### Stated task A
Using the forum thread about bolt-on power for the 1.9 TDI, decide whether each statement agrees with it: (i) the first poster wants a 2000/01 GLS Golf with a 1.8T; (ii) the first poster has plenty of TDI experience; (iii) the reply recommends the 2.0L engine. For each, answer yes or no and quote the words that decide it.
### Stated task B
Carry on the forum thread about bolt-on power for the 1.9 TDI from its last line.

# How much HP/TQ can a 1.9 TDI make with bolt on mods?



## giff74 (Sep 1, 2002)

OK, no flaming here, I dont have a lot of TDI experience and I couldnt find exactly what I am looking for in a search. I want to get a 2000/01 GLS Golf, with a 1.8T, but there are only like 6 of those in North America, so now I am kicking around the idea of a TDI or 2.0. I am at least famaliar with some of the bolt on mods for the gas powered engine, but dont know what kind of power can come from the TDI.
I guess I was thinking about something like, CAI, cat back, chip, or any other common bolt on TDI engine mods, what kind of power are some of you guys making???
Thanks for any help!


----------



## VeeeDoubleU (May 27, 2000)

*Re: How much HP/TQ can a 1.9 TDI make with bolt on mods? (giff74)*

2.0L, yuk!!, dont get it its crap!. I got it and regret it horribly!!

### Record list
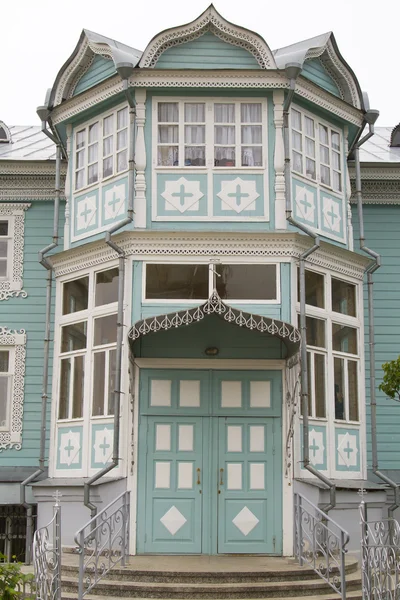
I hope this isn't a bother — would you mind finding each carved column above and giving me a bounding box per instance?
[343,127,354,250]
[133,89,146,228]
[273,90,287,229]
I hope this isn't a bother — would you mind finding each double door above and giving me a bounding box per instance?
[137,372,282,554]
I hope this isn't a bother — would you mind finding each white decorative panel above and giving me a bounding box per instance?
[178,463,193,490]
[250,381,271,408]
[221,381,242,408]
[179,381,200,408]
[227,425,242,452]
[232,506,260,536]
[155,462,171,489]
[160,506,187,535]
[226,463,242,490]
[178,425,193,452]
[250,463,265,490]
[250,425,265,452]
[150,379,171,406]
[156,424,171,451]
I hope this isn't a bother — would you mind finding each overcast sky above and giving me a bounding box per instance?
[0,0,400,126]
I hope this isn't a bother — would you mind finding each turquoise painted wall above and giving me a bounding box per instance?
[301,58,340,98]
[72,56,116,96]
[156,31,261,69]
[353,204,400,469]
[0,199,64,467]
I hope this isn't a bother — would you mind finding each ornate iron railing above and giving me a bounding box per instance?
[294,494,350,600]
[360,501,400,600]
[75,492,130,600]
[33,494,61,600]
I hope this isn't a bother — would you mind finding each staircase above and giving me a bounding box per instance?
[61,552,362,600]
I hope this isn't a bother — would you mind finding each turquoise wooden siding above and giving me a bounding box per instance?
[0,199,64,467]
[301,58,340,98]
[353,205,400,469]
[73,56,116,96]
[156,32,261,69]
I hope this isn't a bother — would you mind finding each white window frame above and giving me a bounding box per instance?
[152,96,268,173]
[72,104,130,195]
[0,327,26,451]
[142,259,281,306]
[0,202,31,301]
[290,104,345,196]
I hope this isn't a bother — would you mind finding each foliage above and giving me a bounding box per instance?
[0,554,34,600]
[379,356,400,402]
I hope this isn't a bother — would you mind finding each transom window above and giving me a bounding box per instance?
[74,107,129,190]
[291,108,343,192]
[145,263,278,302]
[157,101,264,168]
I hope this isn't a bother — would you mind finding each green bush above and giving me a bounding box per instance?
[0,554,34,600]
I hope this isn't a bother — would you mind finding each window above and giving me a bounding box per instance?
[58,268,118,420]
[75,107,128,190]
[291,108,343,192]
[145,263,279,303]
[157,101,264,168]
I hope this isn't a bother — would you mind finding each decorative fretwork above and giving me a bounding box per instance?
[129,290,300,355]
[0,327,26,452]
[294,494,350,600]
[360,500,400,600]
[74,492,130,600]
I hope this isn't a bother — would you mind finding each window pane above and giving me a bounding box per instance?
[58,358,72,419]
[216,265,276,300]
[240,103,262,123]
[61,321,87,352]
[94,315,117,346]
[332,277,357,317]
[333,358,346,421]
[314,354,326,418]
[185,102,205,123]
[146,264,208,300]
[158,102,179,123]
[214,104,235,123]
[63,277,89,315]
[95,268,119,306]
[92,352,106,417]
[347,360,359,421]
[332,323,357,354]
[72,356,85,419]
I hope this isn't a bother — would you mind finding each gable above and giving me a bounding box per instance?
[155,31,261,69]
[301,58,341,98]
[72,55,116,96]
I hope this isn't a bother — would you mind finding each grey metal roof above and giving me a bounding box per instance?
[0,125,56,161]
[360,127,400,163]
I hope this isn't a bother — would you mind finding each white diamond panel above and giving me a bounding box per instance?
[154,462,171,489]
[227,425,242,452]
[178,425,193,452]
[250,381,271,408]
[178,463,193,490]
[226,463,242,490]
[250,425,265,452]
[156,424,171,451]
[160,506,187,535]
[232,506,260,536]
[221,381,242,408]
[250,463,265,490]
[150,379,171,406]
[179,381,200,408]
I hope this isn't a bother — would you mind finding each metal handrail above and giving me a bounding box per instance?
[74,492,130,600]
[294,494,350,600]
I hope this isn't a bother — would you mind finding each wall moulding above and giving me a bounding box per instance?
[52,232,368,279]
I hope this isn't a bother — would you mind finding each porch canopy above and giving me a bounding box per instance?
[128,290,300,358]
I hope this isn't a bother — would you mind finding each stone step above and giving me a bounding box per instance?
[62,572,361,600]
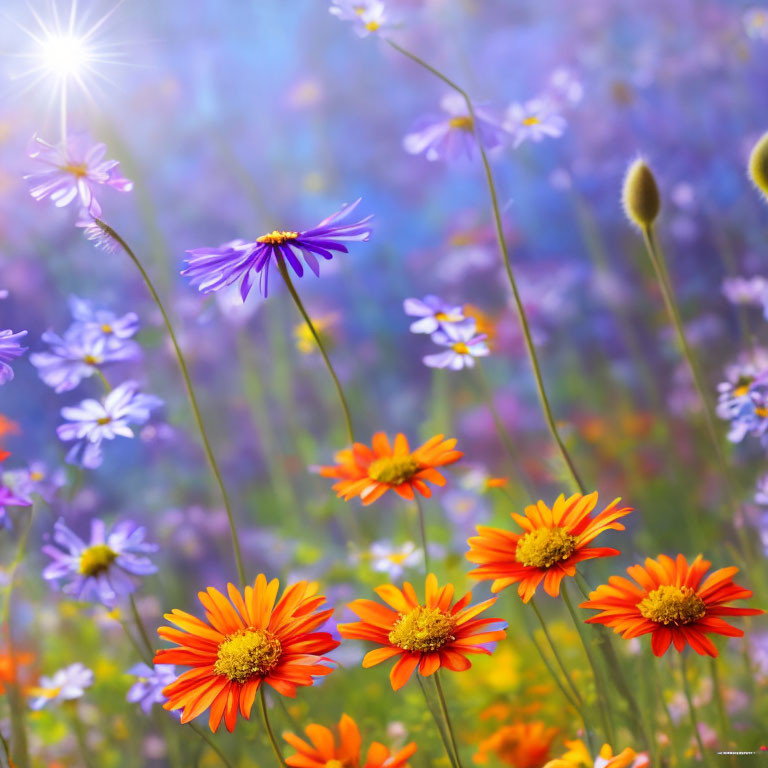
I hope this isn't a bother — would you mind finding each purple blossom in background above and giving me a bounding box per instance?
[504,99,566,148]
[0,331,27,384]
[0,485,32,530]
[29,323,141,393]
[328,0,391,37]
[29,662,93,709]
[3,461,67,504]
[43,518,157,607]
[403,93,505,162]
[56,381,163,469]
[422,319,490,371]
[24,134,133,216]
[181,198,373,301]
[403,294,466,333]
[125,663,181,716]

### Answer A
(i) Yes: "I want to get a 2000/01 GLS Golf, with a 1.8T"
(ii) No: "I dont have a lot of TDI experience"
(iii) No: "2.0L, yuk!!, dont get it its crap!."

### Answer B
diesel isnt same as gasoline.
they dont really even get tuned the same. Try the search button or read back in the TDi forum for the past few pages. your questions will all be answered!!


----------



## GoFaster (Jun 18, 1999)

*Re: How much HP/TQ can a 1.9 TDI make with bolt on mods? (giff74)*

TDI responds well to chips, injector swaps, and "tuning boxes". Forget about spending money on intake and exhaust stuff - doesn't accomplish much, if anything at all. Read the performance section of http://www.tdiclub.com/TDIFAQ for more.
I would suggest not "going by the numbers" when comparing the way a TDI is to drive to the way a gasoline car is to drive. The shape of the torque curve is entirely different and the gearing is different; it's a lot easier to make full use of what a TDI can do without having to change gears all the time and rev the crap out of it.
In stock form, a TDI is marginally slower than a 2.0, but if you spend equal money on properly-selected mods on both, the TDI will very easily whip the 2.0 into submission. Even spending big bucks putting a supercharger on a 2.0 results in a power output that can be beaten by a TDI with less money spent. And it'll have a lot more torque ...
Beware the stock clutch on a TDI if you get really serious with the mods, though ...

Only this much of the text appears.